- _Data under study_:
━━━━━━━━━━━━━━━━━━━━━━━━━━━━━━

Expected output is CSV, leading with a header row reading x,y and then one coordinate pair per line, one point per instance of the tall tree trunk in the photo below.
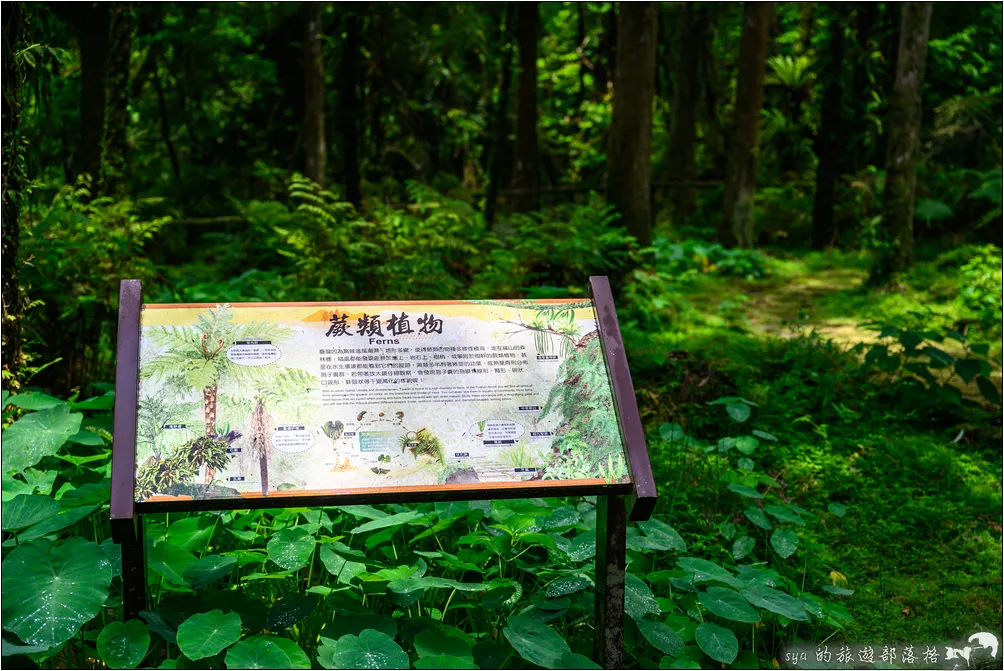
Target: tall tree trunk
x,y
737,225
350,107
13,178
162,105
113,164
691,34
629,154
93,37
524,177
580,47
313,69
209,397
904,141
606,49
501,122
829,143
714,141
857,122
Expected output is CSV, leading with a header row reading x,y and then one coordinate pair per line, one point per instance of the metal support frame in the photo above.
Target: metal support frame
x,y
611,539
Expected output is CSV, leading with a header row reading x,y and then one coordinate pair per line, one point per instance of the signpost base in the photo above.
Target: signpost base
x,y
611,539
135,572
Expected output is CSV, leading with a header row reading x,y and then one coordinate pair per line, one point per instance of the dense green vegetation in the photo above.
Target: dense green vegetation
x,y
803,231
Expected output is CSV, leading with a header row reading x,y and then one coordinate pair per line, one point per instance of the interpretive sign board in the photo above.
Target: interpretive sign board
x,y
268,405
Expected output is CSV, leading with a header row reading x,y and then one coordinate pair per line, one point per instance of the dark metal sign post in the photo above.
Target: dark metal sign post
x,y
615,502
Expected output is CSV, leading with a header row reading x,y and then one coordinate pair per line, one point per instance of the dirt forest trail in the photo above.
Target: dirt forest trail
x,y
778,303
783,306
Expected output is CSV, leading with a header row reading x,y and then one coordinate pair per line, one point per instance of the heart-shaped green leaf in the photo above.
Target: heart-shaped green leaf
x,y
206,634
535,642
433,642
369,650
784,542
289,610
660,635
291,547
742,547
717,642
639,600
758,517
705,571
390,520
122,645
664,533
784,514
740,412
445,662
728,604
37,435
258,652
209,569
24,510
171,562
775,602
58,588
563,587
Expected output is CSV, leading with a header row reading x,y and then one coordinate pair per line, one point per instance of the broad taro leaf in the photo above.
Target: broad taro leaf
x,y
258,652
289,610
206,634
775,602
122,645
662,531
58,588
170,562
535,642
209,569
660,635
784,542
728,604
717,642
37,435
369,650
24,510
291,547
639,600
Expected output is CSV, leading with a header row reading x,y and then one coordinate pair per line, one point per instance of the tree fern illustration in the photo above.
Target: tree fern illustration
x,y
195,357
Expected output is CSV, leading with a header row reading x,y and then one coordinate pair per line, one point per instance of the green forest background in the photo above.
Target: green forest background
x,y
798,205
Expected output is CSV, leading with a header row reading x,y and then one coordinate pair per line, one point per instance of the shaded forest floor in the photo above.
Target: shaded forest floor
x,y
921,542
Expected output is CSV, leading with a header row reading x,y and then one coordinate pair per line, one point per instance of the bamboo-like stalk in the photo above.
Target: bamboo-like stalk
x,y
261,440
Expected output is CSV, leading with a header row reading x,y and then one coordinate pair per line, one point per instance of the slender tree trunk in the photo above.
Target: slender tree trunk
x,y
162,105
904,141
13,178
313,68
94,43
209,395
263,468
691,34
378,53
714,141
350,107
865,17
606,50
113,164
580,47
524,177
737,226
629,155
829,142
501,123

━━━━━━━━━━━━━━━━━━━━━━━━━━━━━━

Repeat every entry above exactly; images stay out of the copy.

Expected output is CSV, leading with a header row reading x,y and then one coordinate pair per line, one point per instance of the tall tree trunk in the photo below.
Target: tall tree trunk
x,y
737,225
350,107
13,178
162,105
113,164
691,34
629,154
93,37
524,177
580,47
313,69
209,397
904,141
606,49
501,122
829,143
714,141
857,122
Expected output is CSV, leading with a header row reading x,y and then one coordinate pair per line, one point per instance of the metal support frame in the photo above.
Target: metal support frame
x,y
611,539
Expected output is CSV, leading with a header row reading x,y and then one coordinate pair per line, one point per instance of the signpost base in the photo above.
Target: signpost base
x,y
611,539
135,572
Expected output is CSV, leading with a header row reading x,y and then one coordinate pair per line, one point per instance of the dense green vegetation in the photo above.
Target: dense green vegetation
x,y
803,231
Expected output is CSV, leading with a header row reading x,y and then one coordinate pair per line, one point per instance of the interpretive sign board in the photo above.
Target: interpretive sign board
x,y
268,405
Expected output is CSV, leading with a header row reading x,y and then one coordinate pair per line, one point per instance of the dark metal sign post in the photo above.
Target: dark metal sign post
x,y
615,502
Expected output is CSV, leading with a header row reading x,y and then one coordinate pair per line, one point per instance of the dirt forest trail in the photo above.
Target: dirt forest trail
x,y
778,303
783,306
Expected output is CSV, leading with a header row reading x,y and then one coordinate pair per line, one point per instance of the heart-shaped green leaf in the photo above.
Target: heart-shaped green leaf
x,y
206,634
535,642
433,642
369,650
784,542
289,610
660,635
291,547
742,547
717,642
639,600
758,517
705,571
390,520
122,645
664,533
784,514
740,412
445,662
728,604
37,435
258,652
209,569
24,510
171,562
775,602
58,588
563,587
Expected output is CSV, leading with a header row reading x,y and then one coordinate pair per line, one point per instance of the broad taro leaf in the photo above.
Target: broad taro leaf
x,y
258,652
289,610
206,634
775,602
122,645
662,531
58,588
170,562
535,642
209,569
660,635
784,542
728,604
717,642
37,435
369,650
24,510
291,547
639,600
Expected output is CSV, leading with a header row reading x,y and then one coordinate pair per line, one point per instance of the tree fern illustration in the photo above.
Target: tree fern illustration
x,y
195,357
Expected output is CSV, leading with a header row reading x,y and then one coordinate pair per line, one point per instance of the green forest background in the photo above.
Target: green forest background
x,y
798,205
Expected output is CSV, leading with a header row reading x,y and then one coordinate pair per line, one point per instance of the shaded forest floor in the photo above.
Target: shaded forest floor
x,y
921,542
Expected output is CSV, leading with a header row reading x,y and then one coordinate pair per line, one point per instance of the bamboo-like stalk in the photo above.
Target: bamboo-like stalk
x,y
261,440
Expected output is CSV, leading with a header row reading x,y and then one coordinate pair per line, one point per instance of the slender tree trunk in the photo above.
Target: slender tree trunk
x,y
162,105
904,141
13,178
313,68
94,43
209,395
263,468
691,34
378,53
714,141
350,107
865,17
606,50
113,164
580,47
524,177
737,226
629,155
829,142
501,123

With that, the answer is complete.